ABOUT THIS TASK: Starting at the line that contains "the form (99,185);" and ending at the line that contains "the form (167,56);", the lines below are to be given again exactly, with nothing added.

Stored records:
────
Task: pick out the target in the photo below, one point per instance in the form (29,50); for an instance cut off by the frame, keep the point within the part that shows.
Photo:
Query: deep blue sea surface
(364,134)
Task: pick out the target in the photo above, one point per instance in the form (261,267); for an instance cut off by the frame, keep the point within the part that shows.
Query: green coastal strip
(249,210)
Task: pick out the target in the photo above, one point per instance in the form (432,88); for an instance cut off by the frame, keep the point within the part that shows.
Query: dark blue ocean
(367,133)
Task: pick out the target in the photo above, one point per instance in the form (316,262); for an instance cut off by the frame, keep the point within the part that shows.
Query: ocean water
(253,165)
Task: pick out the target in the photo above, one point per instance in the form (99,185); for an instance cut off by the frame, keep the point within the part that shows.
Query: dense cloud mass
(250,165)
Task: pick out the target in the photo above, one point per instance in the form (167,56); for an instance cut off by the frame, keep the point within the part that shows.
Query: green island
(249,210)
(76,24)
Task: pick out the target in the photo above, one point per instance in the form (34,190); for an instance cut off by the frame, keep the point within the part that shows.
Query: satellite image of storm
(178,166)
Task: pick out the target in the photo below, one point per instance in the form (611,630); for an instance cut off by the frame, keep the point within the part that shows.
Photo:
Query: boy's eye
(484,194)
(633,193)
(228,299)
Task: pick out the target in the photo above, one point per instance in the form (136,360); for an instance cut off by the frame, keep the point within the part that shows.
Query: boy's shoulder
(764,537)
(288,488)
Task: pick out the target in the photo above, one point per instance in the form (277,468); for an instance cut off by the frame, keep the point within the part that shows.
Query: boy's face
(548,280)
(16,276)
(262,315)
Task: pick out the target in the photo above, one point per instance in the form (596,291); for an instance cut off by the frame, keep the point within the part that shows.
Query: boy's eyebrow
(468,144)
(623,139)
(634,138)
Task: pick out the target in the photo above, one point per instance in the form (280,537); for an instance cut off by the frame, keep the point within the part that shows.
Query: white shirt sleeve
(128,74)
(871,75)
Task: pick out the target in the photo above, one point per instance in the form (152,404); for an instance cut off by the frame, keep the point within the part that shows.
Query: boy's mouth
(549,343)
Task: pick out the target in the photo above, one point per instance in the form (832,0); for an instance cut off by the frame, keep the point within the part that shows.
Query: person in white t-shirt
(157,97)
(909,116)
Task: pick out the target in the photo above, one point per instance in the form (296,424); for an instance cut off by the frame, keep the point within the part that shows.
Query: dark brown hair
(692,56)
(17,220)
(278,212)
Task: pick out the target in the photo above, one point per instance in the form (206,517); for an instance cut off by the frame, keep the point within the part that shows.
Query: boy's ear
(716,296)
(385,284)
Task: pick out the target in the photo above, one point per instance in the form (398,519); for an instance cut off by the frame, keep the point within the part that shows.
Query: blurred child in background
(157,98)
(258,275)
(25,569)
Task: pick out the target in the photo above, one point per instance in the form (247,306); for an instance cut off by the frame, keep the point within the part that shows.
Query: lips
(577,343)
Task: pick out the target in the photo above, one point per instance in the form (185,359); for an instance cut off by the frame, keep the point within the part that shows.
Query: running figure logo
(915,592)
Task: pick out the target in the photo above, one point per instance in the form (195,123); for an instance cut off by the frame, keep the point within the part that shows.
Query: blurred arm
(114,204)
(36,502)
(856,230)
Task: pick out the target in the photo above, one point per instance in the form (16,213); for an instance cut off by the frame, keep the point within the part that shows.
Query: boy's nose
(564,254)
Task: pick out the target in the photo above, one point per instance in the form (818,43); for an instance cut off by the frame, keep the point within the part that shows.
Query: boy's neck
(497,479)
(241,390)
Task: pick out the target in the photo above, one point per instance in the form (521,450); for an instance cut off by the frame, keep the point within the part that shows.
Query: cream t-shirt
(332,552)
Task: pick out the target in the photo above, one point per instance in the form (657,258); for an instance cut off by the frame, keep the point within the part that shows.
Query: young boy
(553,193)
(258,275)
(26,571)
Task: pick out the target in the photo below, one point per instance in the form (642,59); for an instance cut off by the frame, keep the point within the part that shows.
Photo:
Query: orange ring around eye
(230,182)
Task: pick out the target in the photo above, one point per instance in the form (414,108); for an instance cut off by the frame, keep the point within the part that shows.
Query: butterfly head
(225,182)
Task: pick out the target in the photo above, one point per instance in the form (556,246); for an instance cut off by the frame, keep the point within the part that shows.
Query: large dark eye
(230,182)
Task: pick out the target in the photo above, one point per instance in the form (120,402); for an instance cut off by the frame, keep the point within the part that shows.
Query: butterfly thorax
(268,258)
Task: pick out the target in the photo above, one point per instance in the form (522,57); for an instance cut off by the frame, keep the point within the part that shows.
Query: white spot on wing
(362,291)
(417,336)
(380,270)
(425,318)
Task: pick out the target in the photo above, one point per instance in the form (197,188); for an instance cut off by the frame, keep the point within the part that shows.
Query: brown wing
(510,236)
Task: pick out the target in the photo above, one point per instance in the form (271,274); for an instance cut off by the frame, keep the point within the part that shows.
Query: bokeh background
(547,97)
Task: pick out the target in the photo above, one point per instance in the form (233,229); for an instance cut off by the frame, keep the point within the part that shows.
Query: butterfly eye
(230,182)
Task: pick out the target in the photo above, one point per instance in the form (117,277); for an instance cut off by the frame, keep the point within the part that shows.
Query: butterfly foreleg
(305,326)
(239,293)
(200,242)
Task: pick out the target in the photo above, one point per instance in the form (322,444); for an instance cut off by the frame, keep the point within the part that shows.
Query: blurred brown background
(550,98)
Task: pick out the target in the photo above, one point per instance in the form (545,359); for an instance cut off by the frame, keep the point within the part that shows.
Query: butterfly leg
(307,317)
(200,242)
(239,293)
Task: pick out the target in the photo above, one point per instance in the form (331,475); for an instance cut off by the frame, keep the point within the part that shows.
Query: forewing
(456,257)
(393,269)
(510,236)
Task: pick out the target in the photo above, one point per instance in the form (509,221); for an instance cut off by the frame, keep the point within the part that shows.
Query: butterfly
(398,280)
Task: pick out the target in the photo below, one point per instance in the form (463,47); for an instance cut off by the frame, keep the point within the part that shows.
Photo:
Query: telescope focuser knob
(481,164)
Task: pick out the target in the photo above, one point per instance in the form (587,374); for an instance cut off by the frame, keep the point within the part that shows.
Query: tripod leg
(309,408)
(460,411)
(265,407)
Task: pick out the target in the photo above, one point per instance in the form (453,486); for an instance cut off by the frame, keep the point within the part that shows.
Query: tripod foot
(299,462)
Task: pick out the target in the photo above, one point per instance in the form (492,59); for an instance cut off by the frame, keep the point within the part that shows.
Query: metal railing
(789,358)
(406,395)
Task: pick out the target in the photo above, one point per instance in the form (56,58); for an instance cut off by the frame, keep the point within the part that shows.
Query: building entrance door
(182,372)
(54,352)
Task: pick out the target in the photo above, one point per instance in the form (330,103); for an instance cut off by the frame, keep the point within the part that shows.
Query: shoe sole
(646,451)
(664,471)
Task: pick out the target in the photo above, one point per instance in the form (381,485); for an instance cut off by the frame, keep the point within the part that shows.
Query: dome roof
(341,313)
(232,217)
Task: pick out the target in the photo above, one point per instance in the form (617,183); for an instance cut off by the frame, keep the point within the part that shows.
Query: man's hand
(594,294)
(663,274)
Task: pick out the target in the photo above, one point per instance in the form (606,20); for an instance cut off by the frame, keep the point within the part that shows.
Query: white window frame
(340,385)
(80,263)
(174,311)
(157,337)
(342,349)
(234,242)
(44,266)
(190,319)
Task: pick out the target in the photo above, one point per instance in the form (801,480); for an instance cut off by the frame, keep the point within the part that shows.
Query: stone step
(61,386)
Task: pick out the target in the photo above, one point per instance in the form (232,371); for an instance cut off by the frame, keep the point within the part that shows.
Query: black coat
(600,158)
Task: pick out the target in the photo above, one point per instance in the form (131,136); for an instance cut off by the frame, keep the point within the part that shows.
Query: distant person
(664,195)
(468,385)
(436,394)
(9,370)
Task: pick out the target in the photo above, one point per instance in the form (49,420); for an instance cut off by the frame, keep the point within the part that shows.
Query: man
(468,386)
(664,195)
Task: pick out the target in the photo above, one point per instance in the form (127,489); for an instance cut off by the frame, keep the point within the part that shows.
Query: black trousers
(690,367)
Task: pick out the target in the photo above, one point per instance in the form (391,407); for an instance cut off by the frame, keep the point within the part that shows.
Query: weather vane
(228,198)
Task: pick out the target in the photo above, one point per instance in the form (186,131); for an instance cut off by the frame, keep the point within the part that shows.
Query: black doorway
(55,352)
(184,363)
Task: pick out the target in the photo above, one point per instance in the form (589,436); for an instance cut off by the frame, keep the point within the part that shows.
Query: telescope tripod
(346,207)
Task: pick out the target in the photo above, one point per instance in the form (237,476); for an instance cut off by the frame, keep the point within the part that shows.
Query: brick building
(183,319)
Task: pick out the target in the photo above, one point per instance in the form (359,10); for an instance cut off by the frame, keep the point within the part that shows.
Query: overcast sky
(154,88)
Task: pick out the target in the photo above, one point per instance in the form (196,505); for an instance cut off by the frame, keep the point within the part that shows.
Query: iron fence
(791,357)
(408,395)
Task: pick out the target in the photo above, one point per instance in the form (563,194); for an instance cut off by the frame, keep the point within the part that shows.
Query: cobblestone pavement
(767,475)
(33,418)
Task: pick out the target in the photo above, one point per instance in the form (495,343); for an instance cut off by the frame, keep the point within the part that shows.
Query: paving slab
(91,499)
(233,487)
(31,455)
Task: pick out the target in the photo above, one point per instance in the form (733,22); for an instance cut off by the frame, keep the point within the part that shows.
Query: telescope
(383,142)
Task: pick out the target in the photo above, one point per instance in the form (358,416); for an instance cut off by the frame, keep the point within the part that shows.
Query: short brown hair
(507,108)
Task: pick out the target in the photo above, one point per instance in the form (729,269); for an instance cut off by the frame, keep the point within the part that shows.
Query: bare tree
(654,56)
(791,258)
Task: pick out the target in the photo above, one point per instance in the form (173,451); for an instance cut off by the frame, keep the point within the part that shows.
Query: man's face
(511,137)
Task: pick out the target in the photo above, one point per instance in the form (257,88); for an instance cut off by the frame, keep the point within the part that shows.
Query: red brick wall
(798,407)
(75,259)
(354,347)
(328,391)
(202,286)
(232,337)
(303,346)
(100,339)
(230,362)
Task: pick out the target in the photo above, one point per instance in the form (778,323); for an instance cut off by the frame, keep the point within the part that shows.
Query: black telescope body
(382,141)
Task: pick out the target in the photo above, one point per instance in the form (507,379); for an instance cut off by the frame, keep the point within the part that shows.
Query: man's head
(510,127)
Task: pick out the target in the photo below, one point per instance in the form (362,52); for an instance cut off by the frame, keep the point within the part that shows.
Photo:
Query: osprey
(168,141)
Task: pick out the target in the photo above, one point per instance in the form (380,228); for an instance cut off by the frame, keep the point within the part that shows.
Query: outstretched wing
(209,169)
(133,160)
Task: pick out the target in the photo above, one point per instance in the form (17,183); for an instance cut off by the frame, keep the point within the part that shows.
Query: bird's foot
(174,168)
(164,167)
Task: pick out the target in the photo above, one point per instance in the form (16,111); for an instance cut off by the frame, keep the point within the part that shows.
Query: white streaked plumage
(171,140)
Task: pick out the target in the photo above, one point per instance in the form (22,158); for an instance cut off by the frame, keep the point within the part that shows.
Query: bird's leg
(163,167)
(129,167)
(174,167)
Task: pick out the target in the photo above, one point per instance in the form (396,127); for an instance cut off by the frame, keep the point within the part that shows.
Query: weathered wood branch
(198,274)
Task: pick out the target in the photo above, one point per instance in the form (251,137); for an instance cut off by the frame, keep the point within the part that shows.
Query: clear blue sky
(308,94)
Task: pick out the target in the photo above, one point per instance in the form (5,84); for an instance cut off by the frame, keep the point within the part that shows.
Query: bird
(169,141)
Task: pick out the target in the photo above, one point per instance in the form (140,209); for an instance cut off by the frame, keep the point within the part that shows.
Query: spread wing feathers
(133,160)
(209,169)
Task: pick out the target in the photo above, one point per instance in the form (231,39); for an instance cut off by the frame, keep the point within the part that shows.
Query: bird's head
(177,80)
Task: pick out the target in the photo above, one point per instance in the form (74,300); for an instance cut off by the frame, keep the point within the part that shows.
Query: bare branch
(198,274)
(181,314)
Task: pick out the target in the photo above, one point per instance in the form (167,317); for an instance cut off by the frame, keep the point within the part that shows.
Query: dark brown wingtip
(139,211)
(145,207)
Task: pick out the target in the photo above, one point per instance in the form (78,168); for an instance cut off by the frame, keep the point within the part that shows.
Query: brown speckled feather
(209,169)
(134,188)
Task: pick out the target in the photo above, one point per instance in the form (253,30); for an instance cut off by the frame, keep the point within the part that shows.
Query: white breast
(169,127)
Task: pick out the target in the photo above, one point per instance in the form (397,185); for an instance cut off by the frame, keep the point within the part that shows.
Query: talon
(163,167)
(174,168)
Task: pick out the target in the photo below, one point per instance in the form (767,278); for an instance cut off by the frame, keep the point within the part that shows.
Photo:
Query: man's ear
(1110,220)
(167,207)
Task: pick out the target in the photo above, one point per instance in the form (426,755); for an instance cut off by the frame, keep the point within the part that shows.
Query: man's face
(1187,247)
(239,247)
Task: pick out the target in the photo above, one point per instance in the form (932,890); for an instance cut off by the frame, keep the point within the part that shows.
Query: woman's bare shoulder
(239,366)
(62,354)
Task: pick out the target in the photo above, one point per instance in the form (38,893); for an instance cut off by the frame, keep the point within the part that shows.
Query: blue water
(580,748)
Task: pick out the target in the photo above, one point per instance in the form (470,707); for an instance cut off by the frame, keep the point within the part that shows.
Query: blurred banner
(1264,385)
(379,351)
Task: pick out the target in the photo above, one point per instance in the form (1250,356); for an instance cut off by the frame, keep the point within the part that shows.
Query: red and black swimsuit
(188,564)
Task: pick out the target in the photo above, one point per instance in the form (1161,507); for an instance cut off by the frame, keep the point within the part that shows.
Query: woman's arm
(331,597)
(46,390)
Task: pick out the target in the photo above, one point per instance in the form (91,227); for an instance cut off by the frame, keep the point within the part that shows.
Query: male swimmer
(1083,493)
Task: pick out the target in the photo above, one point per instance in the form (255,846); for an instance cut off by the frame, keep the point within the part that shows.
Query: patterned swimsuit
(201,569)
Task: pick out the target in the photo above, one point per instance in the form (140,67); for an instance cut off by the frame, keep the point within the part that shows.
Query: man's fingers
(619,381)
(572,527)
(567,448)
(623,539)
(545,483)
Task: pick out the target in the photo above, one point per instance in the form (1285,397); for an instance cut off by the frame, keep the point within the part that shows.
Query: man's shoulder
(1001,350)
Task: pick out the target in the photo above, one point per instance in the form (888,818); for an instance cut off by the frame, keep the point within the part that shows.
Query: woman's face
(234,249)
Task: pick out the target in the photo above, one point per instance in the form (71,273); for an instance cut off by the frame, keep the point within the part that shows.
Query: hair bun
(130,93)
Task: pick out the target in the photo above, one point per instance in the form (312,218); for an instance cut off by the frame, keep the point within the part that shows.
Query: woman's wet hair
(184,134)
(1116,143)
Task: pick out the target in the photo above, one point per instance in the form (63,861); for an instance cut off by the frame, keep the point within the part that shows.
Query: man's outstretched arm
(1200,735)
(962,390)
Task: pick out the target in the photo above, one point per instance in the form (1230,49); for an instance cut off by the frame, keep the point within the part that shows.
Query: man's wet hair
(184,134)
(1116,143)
────
WRITTEN SOLUTION:
Task: pick out the target in the photo above, one point per instance in the form (99,185); for an instance cut off by the frame, keep the point within the part that shows.
Query: dense cloud mass
(250,165)
Task: pick out the target in the photo above, one point per instance in the form (167,56); for an instance cut off by the frame, keep the point within the part that shows.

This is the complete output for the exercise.